»»

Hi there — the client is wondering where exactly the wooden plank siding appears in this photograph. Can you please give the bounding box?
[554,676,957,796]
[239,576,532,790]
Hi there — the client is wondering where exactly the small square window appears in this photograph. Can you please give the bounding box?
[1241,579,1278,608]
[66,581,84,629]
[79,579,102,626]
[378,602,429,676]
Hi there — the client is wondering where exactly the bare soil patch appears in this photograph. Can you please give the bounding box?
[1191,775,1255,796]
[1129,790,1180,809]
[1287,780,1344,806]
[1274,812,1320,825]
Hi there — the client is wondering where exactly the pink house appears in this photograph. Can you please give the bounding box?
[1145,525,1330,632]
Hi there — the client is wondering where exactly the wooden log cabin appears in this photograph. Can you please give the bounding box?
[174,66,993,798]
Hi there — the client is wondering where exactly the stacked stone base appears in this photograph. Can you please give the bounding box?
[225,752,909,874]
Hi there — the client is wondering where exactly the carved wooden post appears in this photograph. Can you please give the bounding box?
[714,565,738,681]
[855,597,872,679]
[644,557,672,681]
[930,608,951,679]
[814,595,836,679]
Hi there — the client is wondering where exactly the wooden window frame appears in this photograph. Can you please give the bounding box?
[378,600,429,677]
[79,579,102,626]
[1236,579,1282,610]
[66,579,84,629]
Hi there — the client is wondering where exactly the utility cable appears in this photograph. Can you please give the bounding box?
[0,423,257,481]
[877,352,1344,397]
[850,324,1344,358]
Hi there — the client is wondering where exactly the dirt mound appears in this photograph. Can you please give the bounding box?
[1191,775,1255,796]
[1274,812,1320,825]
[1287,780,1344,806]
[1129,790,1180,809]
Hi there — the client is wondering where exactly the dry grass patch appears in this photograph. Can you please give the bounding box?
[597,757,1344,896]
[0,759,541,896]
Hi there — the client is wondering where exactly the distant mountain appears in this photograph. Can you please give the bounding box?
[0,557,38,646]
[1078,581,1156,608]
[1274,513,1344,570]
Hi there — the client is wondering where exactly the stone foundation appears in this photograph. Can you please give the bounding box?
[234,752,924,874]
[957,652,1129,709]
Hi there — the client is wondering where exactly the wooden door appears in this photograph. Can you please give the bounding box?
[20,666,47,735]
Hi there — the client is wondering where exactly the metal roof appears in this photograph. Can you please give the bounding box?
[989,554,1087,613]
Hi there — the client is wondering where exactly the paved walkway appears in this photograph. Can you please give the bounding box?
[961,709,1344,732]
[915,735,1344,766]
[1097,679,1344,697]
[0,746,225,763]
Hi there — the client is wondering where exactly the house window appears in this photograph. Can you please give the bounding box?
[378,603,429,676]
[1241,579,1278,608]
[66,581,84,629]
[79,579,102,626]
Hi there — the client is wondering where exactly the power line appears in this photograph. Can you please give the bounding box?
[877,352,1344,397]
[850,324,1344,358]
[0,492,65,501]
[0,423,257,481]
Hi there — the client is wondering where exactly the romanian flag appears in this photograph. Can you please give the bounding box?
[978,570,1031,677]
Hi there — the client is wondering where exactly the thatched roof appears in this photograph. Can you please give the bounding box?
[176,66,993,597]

««

● Directions
Duplicate the lines above, starting at the one containing "Hi there — the client is wondering where exactly the dirt" and ending at the one containing "[0,746,225,763]".

● The answer
Hi there — the client is wondering where exactly the dirt mound appears in this photograph. Can you please give the bounding box?
[1191,775,1255,796]
[1274,812,1320,825]
[1287,780,1344,806]
[1129,790,1180,809]
Hi there — the client is wondering where exactly the dry grass patch appears in this photograph. Can you please give the bounding box?
[597,757,1344,896]
[0,759,541,896]
Hi there — the client is wondering where exactly the distant mountain appears in this photograph. Can you please give the bounding box?
[0,557,38,646]
[1078,581,1156,608]
[1274,513,1344,570]
Hi there — the client is wondering where exactly the stone foundation appears in this photograph. Can you please give the bounding box?
[234,752,924,874]
[957,652,1129,709]
Hi there — the client is wondering where exactly the wooden door appears in this photograph. Can you please give the bounding box?
[20,666,47,735]
Hi there — the client is wondering where exactly the metal roof appears in this photograph. Can you please give the bounding box?
[989,554,1087,613]
Hi there — the client is wondering where exactly the paved walkway appears in this photograph. Can you please give the bounding box?
[961,709,1344,732]
[915,735,1344,766]
[1097,679,1344,697]
[0,746,225,763]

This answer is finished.